(Text to read):
# # #

Henry Walters' grand art donations

Rail magnate: He collected with passion and a purpose that became clear only after his death.

Marylanders Of The Century

July 26, 1999

THE Walters Art Gallery is one of the world's great museums in the breadth and quality of its art of many civilizations. Henry Walters collected with passion, knowledge and wealth, building on the work of his father, William T. Walters.

It was Henry -- a secretive man -- who collected a museum of the world's culture and then donated it as the heritage of the people of Baltimore.

The gift was unexpected. Henry died at his home in Manhattan, age 83, in 1931. Speculation swirled about the disposition of his art. His will, filed in Baltimore Orphans Court, left the collection of 20,000 objects, the art gallery, the family home at 5 W. Mount Vernon Place and one-fourth of his estate as an endowment to the city "for the benefit of the public."

The will set a standard of selfless giving that few donors anywhere have matched.

A. D. Emmart, then The Sun's art critic, wrote: "The city has acquired at one stroke an immensely valuable accumulation of paintings and art objects which long since took high rank among the greatest private collections in the country..."

# # #

(Entries shown):
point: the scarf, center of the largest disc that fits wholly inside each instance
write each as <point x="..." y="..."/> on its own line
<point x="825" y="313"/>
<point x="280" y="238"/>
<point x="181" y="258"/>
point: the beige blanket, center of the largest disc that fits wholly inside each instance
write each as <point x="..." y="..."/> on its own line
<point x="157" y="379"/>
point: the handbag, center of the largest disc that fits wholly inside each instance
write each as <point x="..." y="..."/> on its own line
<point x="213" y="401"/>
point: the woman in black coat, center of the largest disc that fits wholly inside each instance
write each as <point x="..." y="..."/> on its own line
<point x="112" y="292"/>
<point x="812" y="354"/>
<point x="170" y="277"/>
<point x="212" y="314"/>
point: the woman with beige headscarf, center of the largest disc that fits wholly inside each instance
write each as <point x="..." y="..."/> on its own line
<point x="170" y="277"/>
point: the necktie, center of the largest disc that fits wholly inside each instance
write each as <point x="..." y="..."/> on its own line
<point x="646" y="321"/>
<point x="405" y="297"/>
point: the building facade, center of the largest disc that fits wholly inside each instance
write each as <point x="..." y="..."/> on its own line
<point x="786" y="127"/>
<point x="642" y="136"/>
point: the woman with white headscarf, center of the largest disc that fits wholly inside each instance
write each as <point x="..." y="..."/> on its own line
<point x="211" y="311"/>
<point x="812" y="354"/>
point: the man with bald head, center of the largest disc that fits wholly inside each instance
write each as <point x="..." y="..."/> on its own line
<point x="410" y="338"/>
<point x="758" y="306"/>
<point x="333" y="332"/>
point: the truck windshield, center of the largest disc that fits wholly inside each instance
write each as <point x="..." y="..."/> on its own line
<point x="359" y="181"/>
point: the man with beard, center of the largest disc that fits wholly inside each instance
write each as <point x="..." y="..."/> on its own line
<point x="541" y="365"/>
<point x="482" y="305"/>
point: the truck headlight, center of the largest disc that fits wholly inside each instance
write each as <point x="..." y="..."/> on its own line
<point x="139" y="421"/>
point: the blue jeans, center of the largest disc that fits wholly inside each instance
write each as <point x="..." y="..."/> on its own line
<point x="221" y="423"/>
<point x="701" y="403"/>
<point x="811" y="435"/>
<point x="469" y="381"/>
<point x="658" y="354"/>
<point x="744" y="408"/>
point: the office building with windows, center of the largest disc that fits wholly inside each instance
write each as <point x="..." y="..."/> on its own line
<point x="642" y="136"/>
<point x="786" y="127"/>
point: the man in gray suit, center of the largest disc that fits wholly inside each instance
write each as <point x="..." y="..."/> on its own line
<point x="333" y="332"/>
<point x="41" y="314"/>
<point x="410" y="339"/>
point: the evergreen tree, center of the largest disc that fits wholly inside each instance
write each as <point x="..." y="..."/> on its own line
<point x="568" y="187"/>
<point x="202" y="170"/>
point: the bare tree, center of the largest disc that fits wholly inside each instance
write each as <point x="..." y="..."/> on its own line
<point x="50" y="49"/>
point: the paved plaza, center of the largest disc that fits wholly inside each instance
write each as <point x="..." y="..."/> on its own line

# # #

(Required task 1):
From the article on Henry Walters, list each thing his will left to the city.
(Required task 2):
According to the article on Henry Walters, in which court was his will filed?

(Final result 1):
- The collection of 20,000 objects
- The art gallery
- The family home at 5 W. Mount Vernon Place
- One-fourth of his estate as an endowment

(Final result 2):
Baltimore Orphans Court.